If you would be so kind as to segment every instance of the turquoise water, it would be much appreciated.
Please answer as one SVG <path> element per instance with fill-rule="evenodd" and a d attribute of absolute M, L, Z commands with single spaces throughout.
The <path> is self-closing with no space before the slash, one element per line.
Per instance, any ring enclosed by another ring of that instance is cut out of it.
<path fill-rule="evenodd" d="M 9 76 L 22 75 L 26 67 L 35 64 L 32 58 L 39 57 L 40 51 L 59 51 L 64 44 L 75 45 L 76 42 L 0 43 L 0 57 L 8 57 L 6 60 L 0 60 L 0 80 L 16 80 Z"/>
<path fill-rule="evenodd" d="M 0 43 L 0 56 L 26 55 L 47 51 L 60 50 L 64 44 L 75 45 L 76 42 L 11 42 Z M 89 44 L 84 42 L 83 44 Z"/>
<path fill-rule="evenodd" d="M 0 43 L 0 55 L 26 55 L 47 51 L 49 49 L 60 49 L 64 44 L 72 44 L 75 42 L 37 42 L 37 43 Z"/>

+ + + +

**Directions**
Please render the listing above as a two-column CSV with columns named instruction and response, giving one row per request: its text in instruction and its answer in response, each in a single quoted field with line breaks replaced by spaces.

**Finished answer**
instruction,response
"If you would be so kind as to segment every instance of the turquoise water, it would be much appreciated. Please answer as one SVG <path> element per instance with fill-rule=""evenodd"" and a d attribute of absolute M, L, Z commands with single spaces throughout. The <path> is self-closing with no space before the slash, one element per line. Per instance, any ring enclosed by another ring of that instance is cut out of it.","<path fill-rule=""evenodd"" d=""M 9 76 L 22 75 L 26 67 L 35 64 L 32 58 L 39 57 L 40 51 L 59 51 L 64 44 L 75 45 L 76 42 L 0 43 L 0 57 L 8 57 L 6 60 L 0 60 L 0 80 L 16 80 Z""/> <path fill-rule=""evenodd"" d=""M 0 43 L 0 56 L 26 55 L 47 51 L 60 50 L 64 44 L 75 45 L 76 42 L 11 42 Z M 89 44 L 84 42 L 83 44 Z""/> <path fill-rule=""evenodd"" d=""M 0 43 L 0 55 L 26 55 L 47 51 L 49 49 L 60 49 L 64 44 L 72 44 L 75 42 L 37 42 L 37 43 Z""/>"